ARTICLE:
════

The defeat at Groningen was not just a local victory. It ended the Munster offensive into the northern Netherlands. In December of the same year, Rabenhaupt marched out and recaptured Coevorden. Friesland, which Bernhard had planned to take next, was now safe - and that mattered enormously, because the Amsterdam trade routes around the Zuiderzee ran through Frisian waters. Of the three invasions of the Rampjaar, the eastern one had been turned back first. By the time the war ended, the Republic had survived in a form recognisable as itself.
Holidays that survive for centuries do so because they answer a need that does not go away. Gronings Ontzet on 28 August is partly civic pride - the city of Groningen stood when so much else fell - and partly the very Dutch instinct to turn calamity into a story you can tell at a table. The bishop got a nickname instead of a victory. The street fair, the funfair, the morning service in the Martinikerk and the firing of the cannon all knit the modern city back to an August day in 1672 when the smoke cleared and the besiegers were gone. The man who tried to burn Groningen down has been folded, gently and permanently, into Groningen's calendar.
The 1672 siege was fought around the walls of the historic centre at approximately 53.22 degrees north, 6.57 degrees east. The Martinikerk tower, which still rises over the old city, was the same landmark gunners on both sides used in the seventeenth century. From altitude, the diamond pattern of old bastions has long since become the inner ring of parks. The nearest field is Groningen Airport Eelde (EHGG), about 12 km south.

════

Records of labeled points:
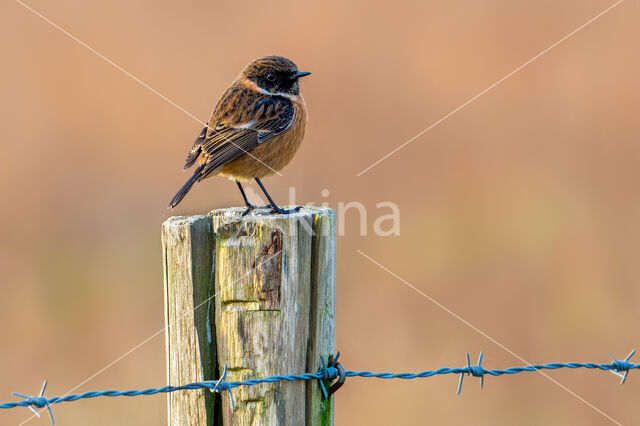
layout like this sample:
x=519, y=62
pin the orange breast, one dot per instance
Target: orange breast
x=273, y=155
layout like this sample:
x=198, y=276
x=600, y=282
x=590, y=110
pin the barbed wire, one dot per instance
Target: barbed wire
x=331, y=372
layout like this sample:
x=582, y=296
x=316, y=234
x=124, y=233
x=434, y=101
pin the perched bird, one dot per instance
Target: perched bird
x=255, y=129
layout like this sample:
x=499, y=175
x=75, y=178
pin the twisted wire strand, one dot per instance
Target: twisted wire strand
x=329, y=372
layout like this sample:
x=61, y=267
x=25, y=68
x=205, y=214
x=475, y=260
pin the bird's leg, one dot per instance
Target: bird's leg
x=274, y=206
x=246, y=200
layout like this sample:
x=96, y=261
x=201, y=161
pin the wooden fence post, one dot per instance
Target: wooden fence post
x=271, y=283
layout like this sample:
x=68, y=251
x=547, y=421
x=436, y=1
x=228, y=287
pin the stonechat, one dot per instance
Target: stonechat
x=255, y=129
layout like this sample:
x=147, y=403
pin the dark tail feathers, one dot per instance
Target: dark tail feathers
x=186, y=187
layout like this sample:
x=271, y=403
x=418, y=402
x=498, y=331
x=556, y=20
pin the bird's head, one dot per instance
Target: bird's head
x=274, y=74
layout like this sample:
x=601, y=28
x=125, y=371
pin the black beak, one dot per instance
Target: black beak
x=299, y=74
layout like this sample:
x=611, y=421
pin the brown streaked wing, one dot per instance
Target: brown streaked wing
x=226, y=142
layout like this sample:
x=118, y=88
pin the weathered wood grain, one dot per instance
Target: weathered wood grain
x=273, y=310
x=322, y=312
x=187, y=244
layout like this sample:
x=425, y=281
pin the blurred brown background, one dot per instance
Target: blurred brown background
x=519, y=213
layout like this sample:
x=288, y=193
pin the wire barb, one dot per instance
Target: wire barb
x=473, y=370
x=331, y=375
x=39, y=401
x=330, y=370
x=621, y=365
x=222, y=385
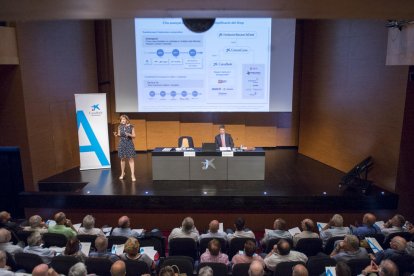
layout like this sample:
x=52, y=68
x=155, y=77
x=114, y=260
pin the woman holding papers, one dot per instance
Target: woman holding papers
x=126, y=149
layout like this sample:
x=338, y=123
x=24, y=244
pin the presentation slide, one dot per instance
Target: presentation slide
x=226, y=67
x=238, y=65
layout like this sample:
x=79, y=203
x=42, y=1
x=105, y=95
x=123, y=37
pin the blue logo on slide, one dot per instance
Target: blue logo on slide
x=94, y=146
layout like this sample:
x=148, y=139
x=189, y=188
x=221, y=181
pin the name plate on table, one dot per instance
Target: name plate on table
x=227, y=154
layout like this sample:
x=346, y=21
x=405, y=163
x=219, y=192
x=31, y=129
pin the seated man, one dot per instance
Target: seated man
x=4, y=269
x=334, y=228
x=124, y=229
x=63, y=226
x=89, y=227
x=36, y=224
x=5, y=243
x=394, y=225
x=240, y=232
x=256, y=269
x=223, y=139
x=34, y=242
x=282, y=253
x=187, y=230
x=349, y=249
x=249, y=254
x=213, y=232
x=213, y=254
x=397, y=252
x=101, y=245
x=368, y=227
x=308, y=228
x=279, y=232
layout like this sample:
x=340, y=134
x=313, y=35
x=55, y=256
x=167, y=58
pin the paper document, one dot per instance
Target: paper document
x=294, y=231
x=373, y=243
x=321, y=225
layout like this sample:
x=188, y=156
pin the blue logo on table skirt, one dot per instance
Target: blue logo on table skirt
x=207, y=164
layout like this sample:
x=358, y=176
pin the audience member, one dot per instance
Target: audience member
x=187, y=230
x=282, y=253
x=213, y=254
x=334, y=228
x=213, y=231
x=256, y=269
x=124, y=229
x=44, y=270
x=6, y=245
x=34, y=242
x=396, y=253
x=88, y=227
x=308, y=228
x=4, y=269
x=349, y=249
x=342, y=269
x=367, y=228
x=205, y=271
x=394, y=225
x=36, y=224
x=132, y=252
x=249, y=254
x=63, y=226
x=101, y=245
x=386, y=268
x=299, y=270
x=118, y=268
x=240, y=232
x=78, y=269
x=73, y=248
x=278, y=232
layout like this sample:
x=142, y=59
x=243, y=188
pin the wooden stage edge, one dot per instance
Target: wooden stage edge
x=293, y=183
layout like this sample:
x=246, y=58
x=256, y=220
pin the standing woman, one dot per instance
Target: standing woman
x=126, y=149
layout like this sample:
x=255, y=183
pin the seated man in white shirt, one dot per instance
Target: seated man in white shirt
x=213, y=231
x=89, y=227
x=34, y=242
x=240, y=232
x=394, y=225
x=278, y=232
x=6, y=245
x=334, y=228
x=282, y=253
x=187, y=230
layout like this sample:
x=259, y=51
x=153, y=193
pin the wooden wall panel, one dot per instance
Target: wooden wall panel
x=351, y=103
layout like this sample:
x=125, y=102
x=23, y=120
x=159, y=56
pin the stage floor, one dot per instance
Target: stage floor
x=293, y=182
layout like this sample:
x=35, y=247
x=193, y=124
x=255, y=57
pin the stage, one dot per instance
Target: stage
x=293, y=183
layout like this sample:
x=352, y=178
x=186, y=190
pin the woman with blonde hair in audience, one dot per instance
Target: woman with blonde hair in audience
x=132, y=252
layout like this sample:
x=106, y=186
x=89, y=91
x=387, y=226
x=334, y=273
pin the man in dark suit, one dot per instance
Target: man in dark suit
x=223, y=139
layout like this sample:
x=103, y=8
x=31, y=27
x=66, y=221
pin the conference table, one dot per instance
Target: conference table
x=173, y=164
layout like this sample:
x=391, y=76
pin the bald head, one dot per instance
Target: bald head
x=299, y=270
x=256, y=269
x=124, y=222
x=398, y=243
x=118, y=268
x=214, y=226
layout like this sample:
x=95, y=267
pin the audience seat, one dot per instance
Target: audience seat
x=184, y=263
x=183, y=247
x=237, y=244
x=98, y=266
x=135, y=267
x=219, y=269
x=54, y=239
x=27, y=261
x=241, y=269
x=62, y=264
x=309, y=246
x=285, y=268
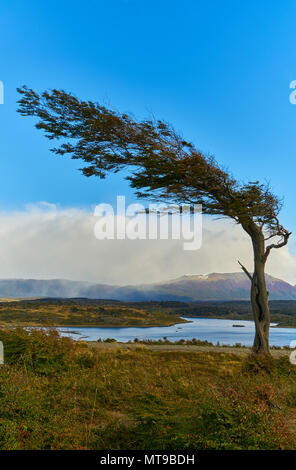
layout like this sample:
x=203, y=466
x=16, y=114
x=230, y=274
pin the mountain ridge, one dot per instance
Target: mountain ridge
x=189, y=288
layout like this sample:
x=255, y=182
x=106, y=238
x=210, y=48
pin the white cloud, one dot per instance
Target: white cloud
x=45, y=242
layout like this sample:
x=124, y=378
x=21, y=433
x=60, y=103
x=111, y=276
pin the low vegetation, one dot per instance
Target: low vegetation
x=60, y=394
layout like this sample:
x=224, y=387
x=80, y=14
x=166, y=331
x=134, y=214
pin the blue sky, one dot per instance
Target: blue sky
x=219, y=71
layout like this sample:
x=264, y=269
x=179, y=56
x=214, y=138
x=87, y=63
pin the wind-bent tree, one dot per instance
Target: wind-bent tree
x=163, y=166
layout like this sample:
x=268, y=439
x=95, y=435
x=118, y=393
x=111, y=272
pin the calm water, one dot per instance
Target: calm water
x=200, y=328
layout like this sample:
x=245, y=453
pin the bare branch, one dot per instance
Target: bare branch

════

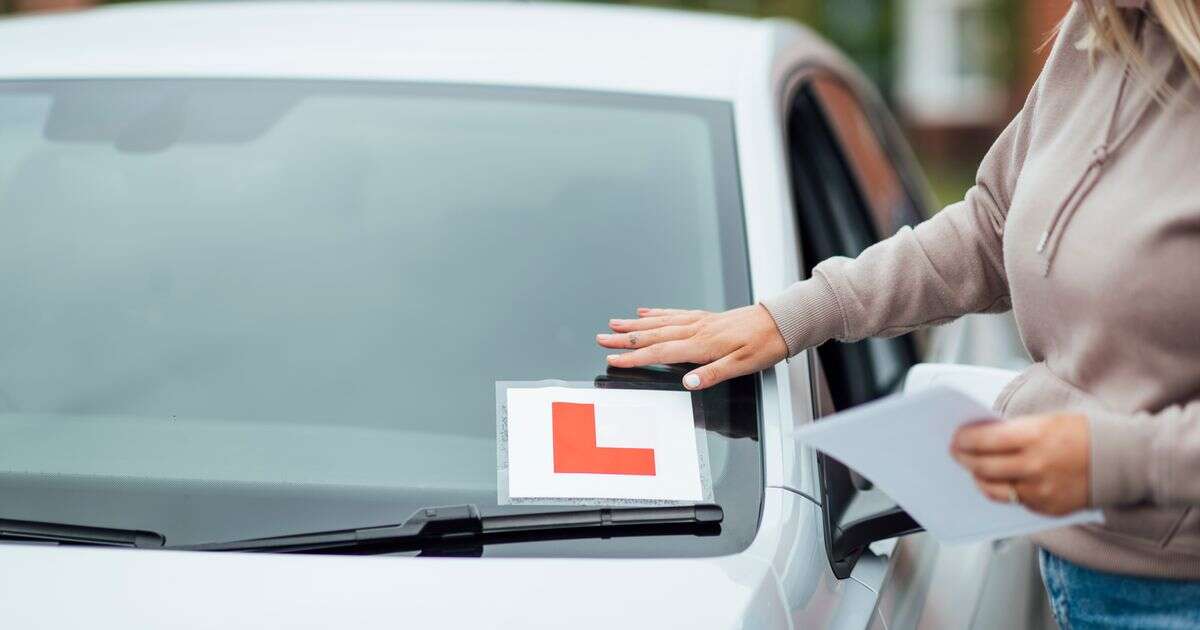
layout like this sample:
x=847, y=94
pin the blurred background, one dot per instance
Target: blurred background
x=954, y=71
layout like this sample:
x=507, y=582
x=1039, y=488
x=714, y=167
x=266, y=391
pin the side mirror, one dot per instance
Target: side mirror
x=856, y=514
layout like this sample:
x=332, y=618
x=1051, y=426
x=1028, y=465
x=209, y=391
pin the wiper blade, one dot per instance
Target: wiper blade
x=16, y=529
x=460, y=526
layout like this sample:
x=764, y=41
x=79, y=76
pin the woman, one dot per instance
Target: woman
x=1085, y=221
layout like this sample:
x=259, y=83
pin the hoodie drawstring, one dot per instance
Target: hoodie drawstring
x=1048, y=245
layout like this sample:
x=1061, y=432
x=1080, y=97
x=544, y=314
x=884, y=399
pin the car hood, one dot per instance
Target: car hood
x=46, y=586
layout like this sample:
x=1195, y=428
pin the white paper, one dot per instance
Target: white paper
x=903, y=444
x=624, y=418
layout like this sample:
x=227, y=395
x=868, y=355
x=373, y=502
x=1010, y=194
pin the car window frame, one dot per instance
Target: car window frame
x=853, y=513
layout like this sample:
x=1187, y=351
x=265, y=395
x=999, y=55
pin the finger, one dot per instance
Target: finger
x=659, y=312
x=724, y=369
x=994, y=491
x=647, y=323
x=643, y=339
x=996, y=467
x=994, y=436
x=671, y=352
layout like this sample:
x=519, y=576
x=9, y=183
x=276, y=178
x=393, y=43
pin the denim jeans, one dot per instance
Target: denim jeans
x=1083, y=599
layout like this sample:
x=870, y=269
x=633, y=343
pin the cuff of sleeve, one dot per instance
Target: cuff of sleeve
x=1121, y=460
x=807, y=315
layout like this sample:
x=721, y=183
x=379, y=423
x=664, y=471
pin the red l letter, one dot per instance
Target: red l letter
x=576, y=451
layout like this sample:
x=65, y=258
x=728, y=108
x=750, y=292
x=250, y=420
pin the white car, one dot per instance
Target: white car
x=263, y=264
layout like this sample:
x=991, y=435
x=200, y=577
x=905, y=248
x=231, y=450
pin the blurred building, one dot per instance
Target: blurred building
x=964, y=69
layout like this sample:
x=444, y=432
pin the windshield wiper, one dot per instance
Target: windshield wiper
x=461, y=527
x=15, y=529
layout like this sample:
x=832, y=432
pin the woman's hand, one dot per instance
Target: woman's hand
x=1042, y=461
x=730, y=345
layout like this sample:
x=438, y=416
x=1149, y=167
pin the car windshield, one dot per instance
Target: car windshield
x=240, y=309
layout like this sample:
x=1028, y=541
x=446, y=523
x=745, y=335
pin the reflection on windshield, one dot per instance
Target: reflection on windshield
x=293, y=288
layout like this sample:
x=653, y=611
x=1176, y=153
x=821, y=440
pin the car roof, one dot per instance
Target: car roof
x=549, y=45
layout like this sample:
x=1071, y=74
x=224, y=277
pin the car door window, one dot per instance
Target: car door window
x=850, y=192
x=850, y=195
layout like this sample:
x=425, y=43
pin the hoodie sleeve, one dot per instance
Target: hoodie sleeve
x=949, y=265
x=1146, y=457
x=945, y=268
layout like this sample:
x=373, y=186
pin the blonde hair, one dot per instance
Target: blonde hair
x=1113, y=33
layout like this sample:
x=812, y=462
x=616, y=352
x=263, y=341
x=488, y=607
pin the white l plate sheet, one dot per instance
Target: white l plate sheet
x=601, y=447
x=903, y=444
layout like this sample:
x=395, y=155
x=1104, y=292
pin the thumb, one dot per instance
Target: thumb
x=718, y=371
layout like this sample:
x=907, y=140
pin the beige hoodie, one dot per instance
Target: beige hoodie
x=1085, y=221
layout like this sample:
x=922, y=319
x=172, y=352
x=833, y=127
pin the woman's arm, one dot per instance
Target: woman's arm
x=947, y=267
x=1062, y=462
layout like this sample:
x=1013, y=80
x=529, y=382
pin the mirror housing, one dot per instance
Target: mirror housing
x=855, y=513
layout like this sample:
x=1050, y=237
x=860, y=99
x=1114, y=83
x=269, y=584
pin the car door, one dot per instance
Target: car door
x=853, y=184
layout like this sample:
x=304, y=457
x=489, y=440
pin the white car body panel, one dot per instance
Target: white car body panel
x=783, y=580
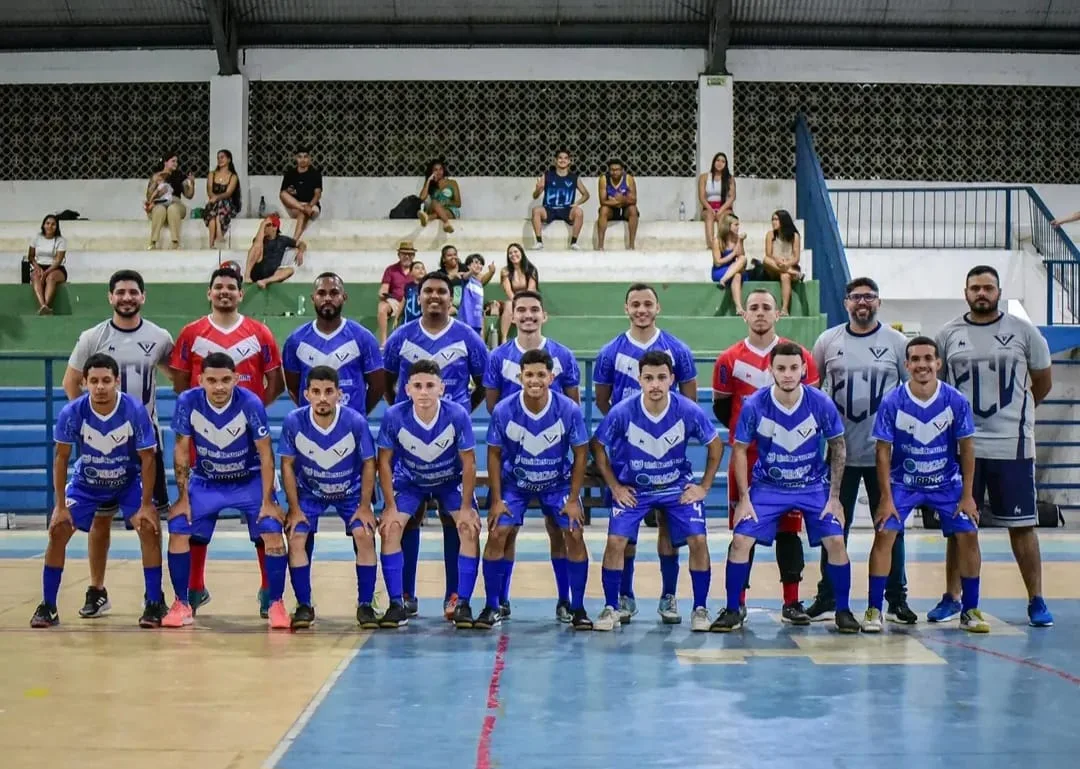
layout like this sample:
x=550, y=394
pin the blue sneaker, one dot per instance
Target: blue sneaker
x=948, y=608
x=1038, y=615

════

PROBLEMS TO SOLVE:
• a. Quote the stretch of the text on the 1672 siege of Groningen from "The 1672 siege" through "12 km south.".
• b. List the four observances that the text on the 1672 siege of Groningen says knit the modern city back to the August day in 1672.
The entries come from a separate source.

PROBLEM SOLUTIONS:
• a.
The 1672 siege was fought around the walls of the historic centre at approximately 53.22 degrees north, 6.57 degrees east. The Martinikerk tower, which still rises over the old city, was the same landmark gunners on both sides used in the seventeenth century. From altitude, the diamond pattern of old bastions has long since become the inner ring of parks. The nearest field is Groningen Airport Eelde (EHGG), about 12 km south.

• b. The street fair, the funfair, the morning service in the Martinikerk, and the firing of the cannon.